Start of DATA SUPPLIED

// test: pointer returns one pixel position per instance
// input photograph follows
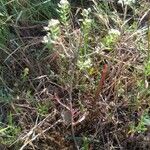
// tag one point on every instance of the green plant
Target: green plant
(10, 132)
(143, 124)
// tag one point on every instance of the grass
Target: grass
(74, 76)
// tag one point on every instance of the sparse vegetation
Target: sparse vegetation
(74, 75)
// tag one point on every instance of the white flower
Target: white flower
(64, 2)
(53, 22)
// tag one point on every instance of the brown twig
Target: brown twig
(102, 80)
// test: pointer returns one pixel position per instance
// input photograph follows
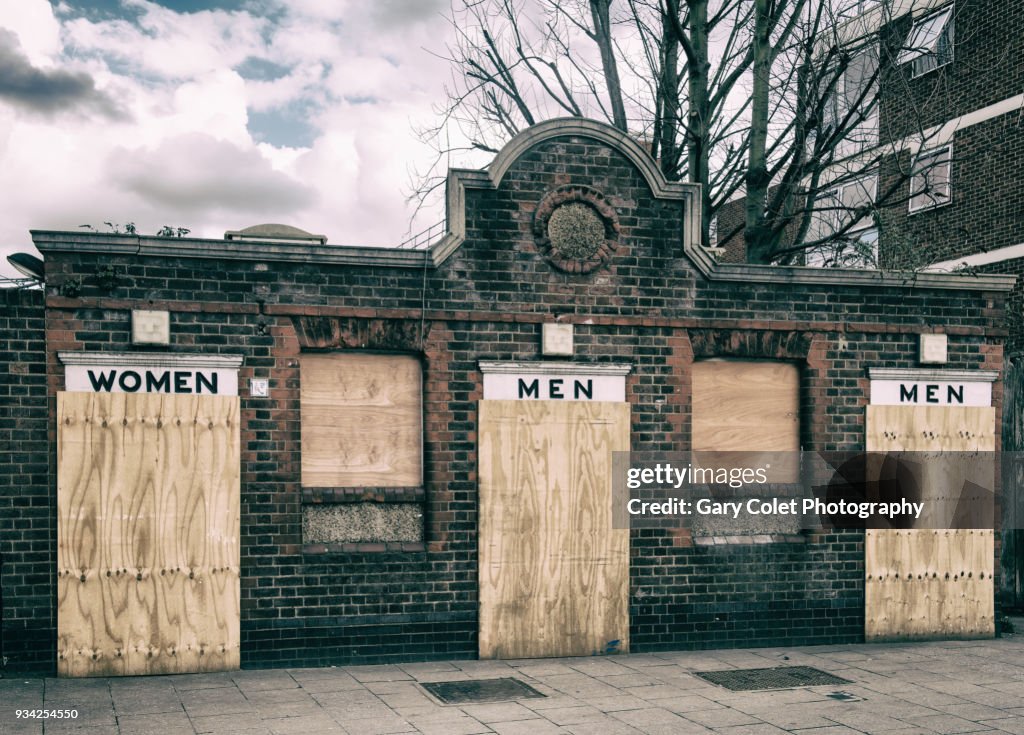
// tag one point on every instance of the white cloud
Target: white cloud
(185, 158)
(37, 30)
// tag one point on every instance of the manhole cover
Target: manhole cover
(739, 680)
(481, 690)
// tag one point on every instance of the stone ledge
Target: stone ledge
(363, 494)
(749, 539)
(364, 548)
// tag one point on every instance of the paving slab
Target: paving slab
(896, 689)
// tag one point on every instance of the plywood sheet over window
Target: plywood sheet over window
(147, 533)
(931, 584)
(745, 406)
(554, 573)
(361, 421)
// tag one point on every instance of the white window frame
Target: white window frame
(864, 229)
(925, 57)
(914, 174)
(868, 182)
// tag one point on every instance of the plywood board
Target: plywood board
(361, 420)
(147, 533)
(931, 584)
(554, 574)
(745, 406)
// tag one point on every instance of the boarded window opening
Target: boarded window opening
(745, 406)
(754, 408)
(361, 421)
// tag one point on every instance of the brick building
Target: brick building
(373, 422)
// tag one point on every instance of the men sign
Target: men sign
(554, 381)
(956, 388)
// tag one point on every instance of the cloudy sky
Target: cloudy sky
(215, 115)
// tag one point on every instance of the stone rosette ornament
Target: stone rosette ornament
(576, 228)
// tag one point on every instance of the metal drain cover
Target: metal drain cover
(473, 691)
(745, 680)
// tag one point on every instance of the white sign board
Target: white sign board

End of DATA SUPPLIED

EXERCISE DIRECTIONS. Each line from the one with "the white sign board" through the end of the records above should be written out exactly. No other line should appear.

EXPECTED ANSWER.
// tag one point on every instance of the white sign board
Target: white sign board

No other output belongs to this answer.